▸ Description of the task
Rewrite the items below, beginning at the line that has "Find every instance of the rocky" and continuing through the end of the items. Keep the requests as they are, shift every coordinate in the answers up by 107, and leave the pictures out.

[Items from a point labeling set]
(begin)
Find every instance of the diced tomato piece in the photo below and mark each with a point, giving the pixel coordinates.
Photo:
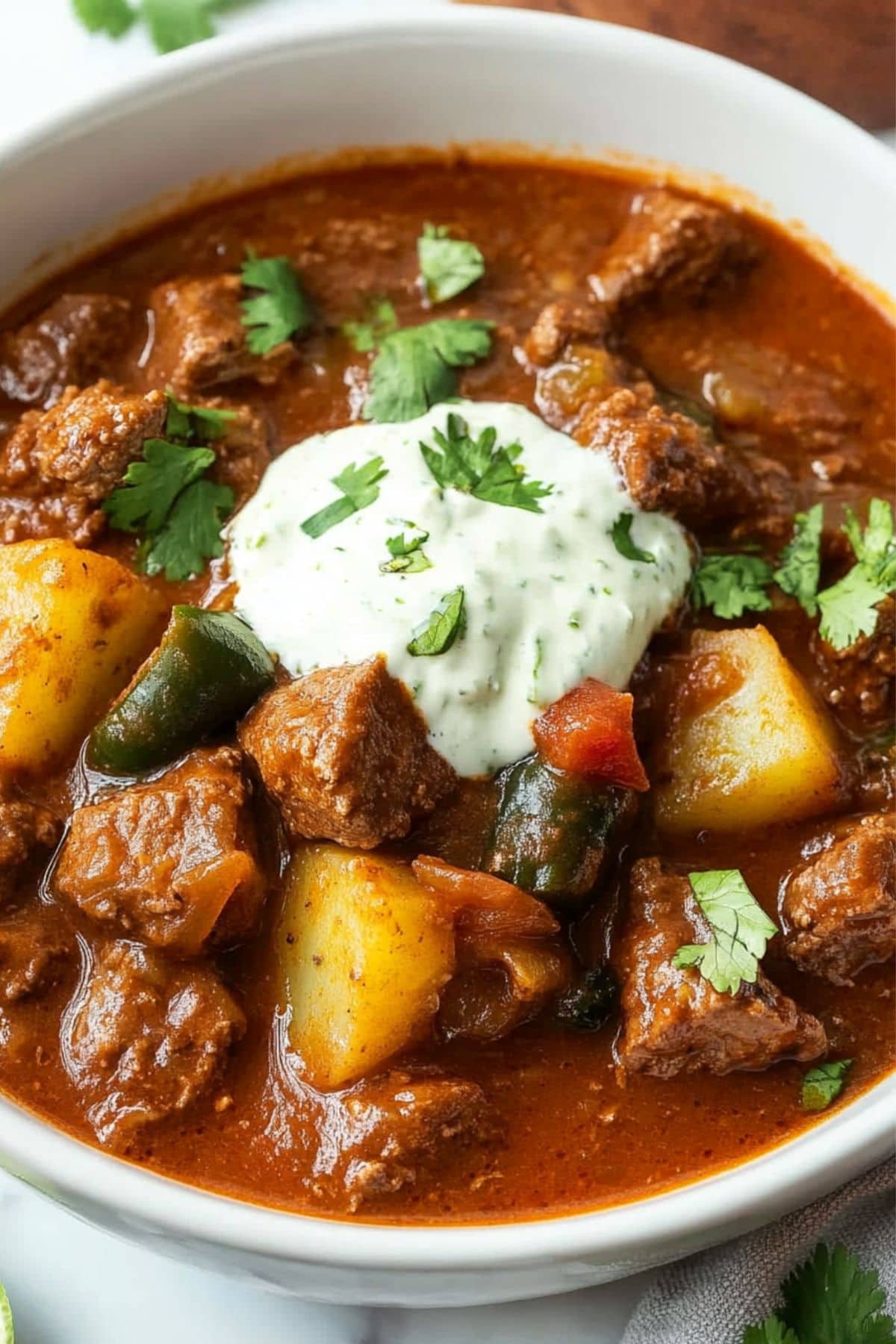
(588, 732)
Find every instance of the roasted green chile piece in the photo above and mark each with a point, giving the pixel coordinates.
(554, 833)
(207, 671)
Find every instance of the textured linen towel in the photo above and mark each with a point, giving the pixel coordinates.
(712, 1297)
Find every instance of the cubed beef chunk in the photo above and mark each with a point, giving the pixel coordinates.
(243, 452)
(173, 860)
(200, 337)
(65, 461)
(672, 250)
(34, 952)
(398, 1125)
(346, 756)
(147, 1038)
(840, 909)
(25, 828)
(860, 678)
(675, 1021)
(72, 342)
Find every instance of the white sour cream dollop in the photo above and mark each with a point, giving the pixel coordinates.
(548, 598)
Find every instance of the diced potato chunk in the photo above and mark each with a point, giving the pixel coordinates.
(364, 951)
(73, 628)
(747, 742)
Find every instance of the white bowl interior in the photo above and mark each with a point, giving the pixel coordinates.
(454, 75)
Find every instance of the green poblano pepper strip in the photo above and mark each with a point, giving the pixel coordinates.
(207, 671)
(554, 833)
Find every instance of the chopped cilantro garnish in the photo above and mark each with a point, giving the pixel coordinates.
(359, 488)
(849, 608)
(800, 564)
(441, 628)
(191, 534)
(408, 554)
(731, 585)
(480, 468)
(280, 311)
(378, 322)
(149, 490)
(111, 16)
(621, 534)
(829, 1300)
(824, 1083)
(448, 265)
(739, 930)
(415, 366)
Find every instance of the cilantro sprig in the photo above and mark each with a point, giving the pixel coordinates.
(441, 628)
(625, 544)
(739, 930)
(481, 467)
(408, 556)
(732, 584)
(415, 366)
(171, 23)
(448, 265)
(358, 488)
(828, 1300)
(824, 1083)
(280, 309)
(168, 499)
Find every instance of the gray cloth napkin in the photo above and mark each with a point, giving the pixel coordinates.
(712, 1297)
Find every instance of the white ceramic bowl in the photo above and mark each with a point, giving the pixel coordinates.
(442, 75)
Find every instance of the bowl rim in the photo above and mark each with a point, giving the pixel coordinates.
(671, 1223)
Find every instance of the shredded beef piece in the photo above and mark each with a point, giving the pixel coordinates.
(33, 956)
(840, 909)
(172, 860)
(860, 678)
(63, 463)
(202, 339)
(675, 1021)
(147, 1038)
(672, 250)
(346, 756)
(398, 1125)
(25, 827)
(72, 342)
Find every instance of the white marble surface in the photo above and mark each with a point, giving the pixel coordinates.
(67, 1283)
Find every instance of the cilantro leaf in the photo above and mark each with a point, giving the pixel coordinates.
(111, 16)
(408, 554)
(359, 488)
(195, 423)
(731, 585)
(415, 366)
(824, 1083)
(448, 265)
(773, 1331)
(280, 311)
(441, 628)
(849, 608)
(480, 468)
(739, 932)
(621, 534)
(191, 532)
(151, 487)
(830, 1300)
(800, 564)
(178, 23)
(379, 320)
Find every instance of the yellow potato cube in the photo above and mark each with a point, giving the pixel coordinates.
(73, 628)
(364, 951)
(747, 744)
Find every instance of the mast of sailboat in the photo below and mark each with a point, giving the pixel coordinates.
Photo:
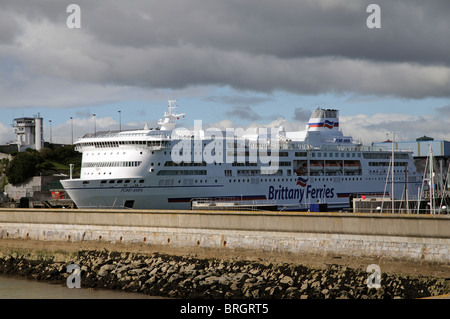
(431, 182)
(392, 173)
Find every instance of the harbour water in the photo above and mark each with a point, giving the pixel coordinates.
(19, 288)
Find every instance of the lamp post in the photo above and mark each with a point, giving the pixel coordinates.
(95, 129)
(120, 121)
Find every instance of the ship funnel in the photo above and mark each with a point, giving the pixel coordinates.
(324, 120)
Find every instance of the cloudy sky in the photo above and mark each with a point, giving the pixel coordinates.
(231, 63)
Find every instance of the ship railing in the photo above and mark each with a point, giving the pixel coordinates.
(232, 204)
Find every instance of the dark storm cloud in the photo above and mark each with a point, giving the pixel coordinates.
(305, 47)
(301, 115)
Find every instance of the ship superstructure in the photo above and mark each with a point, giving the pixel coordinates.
(169, 168)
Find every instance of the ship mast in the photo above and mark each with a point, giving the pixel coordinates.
(170, 116)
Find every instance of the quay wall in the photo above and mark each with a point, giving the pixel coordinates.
(400, 236)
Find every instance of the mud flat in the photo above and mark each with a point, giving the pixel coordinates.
(211, 273)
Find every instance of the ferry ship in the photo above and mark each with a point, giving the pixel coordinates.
(171, 168)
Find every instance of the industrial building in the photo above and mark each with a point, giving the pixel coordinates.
(29, 132)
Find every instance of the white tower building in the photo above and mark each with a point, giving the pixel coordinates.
(29, 132)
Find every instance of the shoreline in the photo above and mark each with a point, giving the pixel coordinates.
(194, 272)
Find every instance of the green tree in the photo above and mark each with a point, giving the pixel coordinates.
(23, 166)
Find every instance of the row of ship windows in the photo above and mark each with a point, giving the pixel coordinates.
(112, 164)
(119, 181)
(119, 143)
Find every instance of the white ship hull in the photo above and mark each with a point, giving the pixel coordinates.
(286, 195)
(139, 170)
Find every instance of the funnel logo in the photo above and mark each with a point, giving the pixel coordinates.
(329, 124)
(302, 181)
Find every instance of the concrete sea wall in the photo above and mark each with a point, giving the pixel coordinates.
(411, 237)
(187, 277)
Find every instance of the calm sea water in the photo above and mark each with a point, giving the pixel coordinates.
(18, 288)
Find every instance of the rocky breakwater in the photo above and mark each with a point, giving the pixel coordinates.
(189, 277)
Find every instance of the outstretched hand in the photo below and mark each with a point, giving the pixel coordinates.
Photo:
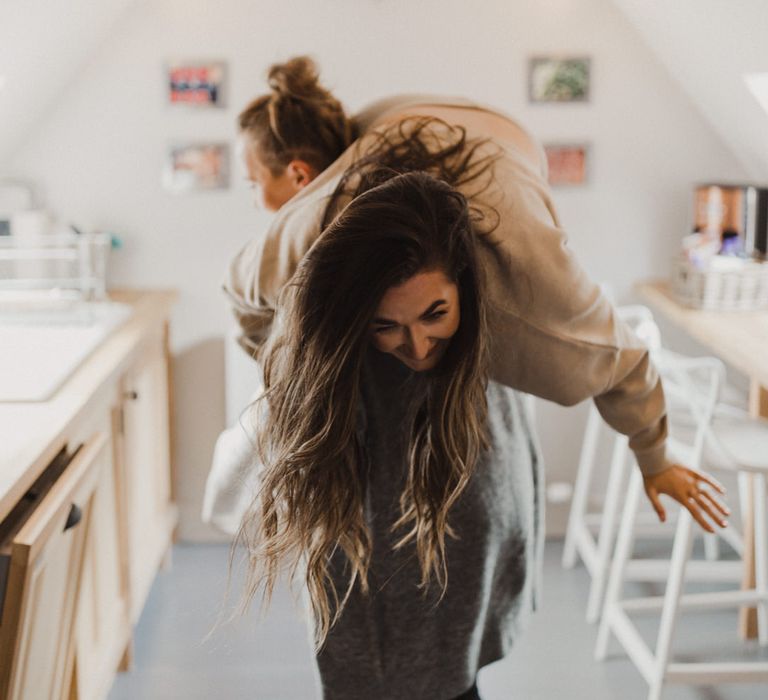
(end)
▸ Result below
Find every instance of the rocky breakwater in the photo above and mark each with a point, giving the pixel coordinates.
(296, 384)
Find every instance of the outstretched hand in the photo below and mark each with a point, giving the pixel coordinates.
Photo:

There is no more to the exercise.